§ **Task brief**
Rename "innermost point" to "central point" throughout the data below, and leave everything else unchanged. Omit the pictures from your output.

Coordinate labeling data:
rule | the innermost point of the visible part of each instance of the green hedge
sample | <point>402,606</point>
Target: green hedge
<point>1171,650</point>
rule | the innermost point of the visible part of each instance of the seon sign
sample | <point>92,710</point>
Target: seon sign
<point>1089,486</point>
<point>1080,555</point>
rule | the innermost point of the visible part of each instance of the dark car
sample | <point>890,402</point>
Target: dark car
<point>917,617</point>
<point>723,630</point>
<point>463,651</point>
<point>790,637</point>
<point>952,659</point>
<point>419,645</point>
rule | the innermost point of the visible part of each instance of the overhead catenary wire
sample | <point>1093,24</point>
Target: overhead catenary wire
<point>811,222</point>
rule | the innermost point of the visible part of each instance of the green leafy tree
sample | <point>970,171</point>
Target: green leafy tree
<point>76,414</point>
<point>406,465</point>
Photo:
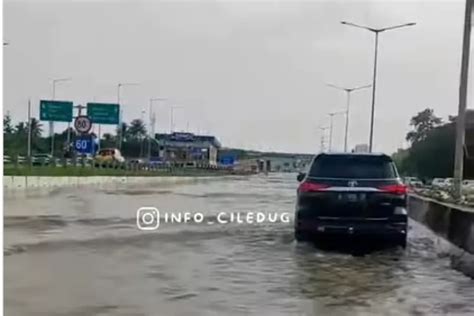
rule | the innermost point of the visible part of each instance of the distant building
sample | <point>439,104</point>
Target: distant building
<point>188,148</point>
<point>361,148</point>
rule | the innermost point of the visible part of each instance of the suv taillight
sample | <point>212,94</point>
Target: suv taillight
<point>398,189</point>
<point>311,187</point>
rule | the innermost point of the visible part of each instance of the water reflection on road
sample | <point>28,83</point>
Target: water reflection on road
<point>78,252</point>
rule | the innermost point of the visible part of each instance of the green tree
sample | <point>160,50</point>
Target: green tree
<point>108,137</point>
<point>21,129</point>
<point>7,125</point>
<point>123,130</point>
<point>422,124</point>
<point>137,129</point>
<point>36,128</point>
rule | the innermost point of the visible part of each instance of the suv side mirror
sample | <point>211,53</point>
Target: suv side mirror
<point>300,176</point>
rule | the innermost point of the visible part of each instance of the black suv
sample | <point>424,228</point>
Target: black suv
<point>352,194</point>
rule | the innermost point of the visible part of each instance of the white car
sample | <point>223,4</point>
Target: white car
<point>438,182</point>
<point>448,182</point>
<point>413,182</point>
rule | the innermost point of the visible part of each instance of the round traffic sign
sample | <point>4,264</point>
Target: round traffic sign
<point>83,124</point>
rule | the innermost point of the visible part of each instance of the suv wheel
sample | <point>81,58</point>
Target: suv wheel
<point>401,241</point>
<point>300,236</point>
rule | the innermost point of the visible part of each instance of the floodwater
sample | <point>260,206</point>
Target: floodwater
<point>79,252</point>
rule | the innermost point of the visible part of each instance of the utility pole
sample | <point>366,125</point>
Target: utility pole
<point>29,129</point>
<point>51,123</point>
<point>461,119</point>
<point>322,144</point>
<point>374,79</point>
<point>331,116</point>
<point>119,129</point>
<point>348,102</point>
<point>151,129</point>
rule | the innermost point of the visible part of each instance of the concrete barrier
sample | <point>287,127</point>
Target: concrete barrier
<point>454,223</point>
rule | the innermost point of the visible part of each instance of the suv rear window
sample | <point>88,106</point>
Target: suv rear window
<point>353,166</point>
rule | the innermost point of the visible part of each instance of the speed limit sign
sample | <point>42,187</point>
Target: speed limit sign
<point>83,124</point>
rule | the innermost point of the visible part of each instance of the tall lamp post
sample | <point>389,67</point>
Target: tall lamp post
<point>119,129</point>
<point>348,98</point>
<point>323,130</point>
<point>51,123</point>
<point>376,32</point>
<point>331,116</point>
<point>151,128</point>
<point>172,108</point>
<point>461,119</point>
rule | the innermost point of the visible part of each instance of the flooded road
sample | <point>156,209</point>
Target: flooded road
<point>79,252</point>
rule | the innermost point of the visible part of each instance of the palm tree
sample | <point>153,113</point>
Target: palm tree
<point>123,130</point>
<point>7,125</point>
<point>137,129</point>
<point>36,128</point>
<point>21,129</point>
<point>108,137</point>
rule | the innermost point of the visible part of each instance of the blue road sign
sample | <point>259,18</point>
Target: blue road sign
<point>227,160</point>
<point>84,145</point>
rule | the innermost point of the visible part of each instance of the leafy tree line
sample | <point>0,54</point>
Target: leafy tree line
<point>431,152</point>
<point>134,139</point>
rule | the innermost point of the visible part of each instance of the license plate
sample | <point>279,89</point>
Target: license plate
<point>352,197</point>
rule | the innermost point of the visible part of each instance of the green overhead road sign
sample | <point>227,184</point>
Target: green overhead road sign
<point>103,113</point>
<point>55,111</point>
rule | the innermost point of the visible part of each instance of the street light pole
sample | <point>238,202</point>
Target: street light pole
<point>119,129</point>
<point>151,130</point>
<point>29,130</point>
<point>323,129</point>
<point>51,123</point>
<point>348,97</point>
<point>376,32</point>
<point>171,116</point>
<point>331,115</point>
<point>461,119</point>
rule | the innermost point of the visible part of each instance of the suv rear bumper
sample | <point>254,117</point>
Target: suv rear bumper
<point>352,227</point>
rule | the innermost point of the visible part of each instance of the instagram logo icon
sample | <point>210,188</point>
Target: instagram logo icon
<point>148,218</point>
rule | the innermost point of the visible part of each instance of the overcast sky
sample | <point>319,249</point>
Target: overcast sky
<point>251,73</point>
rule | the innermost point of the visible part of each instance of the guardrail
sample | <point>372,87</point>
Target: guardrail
<point>94,167</point>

§ **The answer**
rule | the central point of the visible part of each instance of the green hedge
sample | <point>402,606</point>
Target: green hedge
<point>1171,650</point>
rule | the central point of the visible part of each instance of the seon sign
sample | <point>92,710</point>
Target: seon sign
<point>1089,486</point>
<point>1080,555</point>
rule | the central point of the visible part of each instance of the dark car
sample | <point>890,402</point>
Target: dark car
<point>917,617</point>
<point>723,630</point>
<point>463,651</point>
<point>790,637</point>
<point>952,659</point>
<point>419,645</point>
rule | the central point of the visible part of each instance of the overhead catenary wire
sample | <point>1093,24</point>
Target: overhead catenary wire
<point>811,222</point>
rule | the central point of the visible part of each instance of the green leafy tree
sample | <point>970,171</point>
Target: green leafy tree
<point>76,414</point>
<point>406,465</point>
Photo:
rule | the central point of the visible part of each instance of the distant building
sample | <point>439,104</point>
Target: distant building
<point>188,148</point>
<point>361,148</point>
rule | the central point of the visible part of each instance of the suv taillight
sample | <point>212,94</point>
Target: suv taillight
<point>398,189</point>
<point>311,187</point>
rule | the central point of the visible part of each instance of the water reflection on road
sample | <point>28,83</point>
Target: water reflection on road
<point>78,252</point>
rule | the central point of the visible part of each instance of the green tree
sample | <point>160,50</point>
Target: green tree
<point>108,137</point>
<point>21,129</point>
<point>7,125</point>
<point>123,130</point>
<point>422,124</point>
<point>137,129</point>
<point>36,128</point>
rule | the central point of the visible part of each instance of the suv side mirror
sample | <point>211,53</point>
Target: suv side mirror
<point>300,176</point>
rule | the central point of the visible part of each instance of the black suv
sample | <point>424,228</point>
Target: black suv
<point>352,194</point>
rule | the central point of the visible part of each instance of the white car
sample | <point>223,4</point>
Target: white car
<point>438,182</point>
<point>448,182</point>
<point>413,182</point>
rule | the central point of the visible part of each instance of the round traffic sign
sample | <point>4,264</point>
Target: round traffic sign
<point>83,124</point>
rule | the central point of the visible part of each instance of the suv wheel
sample | <point>81,58</point>
Target: suv wheel
<point>401,241</point>
<point>300,236</point>
rule | the central point of the visible part of each instance of the floodwater
sample | <point>260,206</point>
Target: floodwater
<point>79,252</point>
rule | the central point of the visible part of each instance of the utility pole
sample | <point>366,125</point>
Target: utility pole
<point>29,129</point>
<point>51,123</point>
<point>461,119</point>
<point>322,144</point>
<point>374,79</point>
<point>331,116</point>
<point>119,129</point>
<point>348,102</point>
<point>151,129</point>
rule | the central point of the visible part of each instance of the concrete barrier
sample | <point>287,127</point>
Target: concrete barrier
<point>454,223</point>
rule | the central point of the visible part of each instance of the suv rear window
sample | <point>88,106</point>
Target: suv rear window
<point>353,166</point>
rule | the central point of the visible part of each instance of the speed limit sign
sample | <point>42,187</point>
Target: speed limit sign
<point>83,124</point>
rule | the central point of the visible part of each instance of the tall lamp post
sample | <point>389,67</point>
Target: tall lamp post
<point>119,129</point>
<point>348,98</point>
<point>323,130</point>
<point>51,123</point>
<point>376,32</point>
<point>331,116</point>
<point>151,128</point>
<point>172,108</point>
<point>461,119</point>
rule | the central point of the visible part of each instance of the flooded road
sample | <point>156,209</point>
Target: flooded road
<point>79,252</point>
rule | the central point of the visible part of each instance of the palm tree
sample | <point>153,113</point>
Target: palm tree
<point>123,130</point>
<point>7,125</point>
<point>137,129</point>
<point>36,128</point>
<point>21,129</point>
<point>108,137</point>
rule | the central point of the visible part of each instance of the blue road sign
sample | <point>259,18</point>
Target: blue road sign
<point>227,160</point>
<point>84,145</point>
rule | the central point of the visible part of each instance of the leafy tree line
sample | <point>0,54</point>
Target: leafy tree line
<point>431,152</point>
<point>134,139</point>
rule | the central point of the visible part of each instance of the license plate
sample | <point>279,89</point>
Target: license plate
<point>352,197</point>
rule | the central point of the visible part of each instance of the green overhead road sign
sample | <point>227,184</point>
Target: green overhead road sign
<point>103,113</point>
<point>55,111</point>
rule | the central point of the visible part of each instance of the street light pole
sample | <point>238,202</point>
Target: street light pole
<point>119,129</point>
<point>151,130</point>
<point>29,130</point>
<point>323,129</point>
<point>51,123</point>
<point>348,97</point>
<point>376,32</point>
<point>171,116</point>
<point>331,115</point>
<point>461,119</point>
rule | the central point of the visible part of each instance of the suv rear bumper
sample | <point>254,117</point>
Target: suv rear bumper
<point>352,227</point>
rule | the central point of the visible part of each instance of the instagram logo icon
sample | <point>210,188</point>
Target: instagram logo icon
<point>148,218</point>
rule | the central point of the visible part of each instance of the overcast sky
sample | <point>319,249</point>
Target: overcast sky
<point>251,73</point>
rule | the central point of the visible part of each instance of the guardrail
sample | <point>372,87</point>
Target: guardrail
<point>94,167</point>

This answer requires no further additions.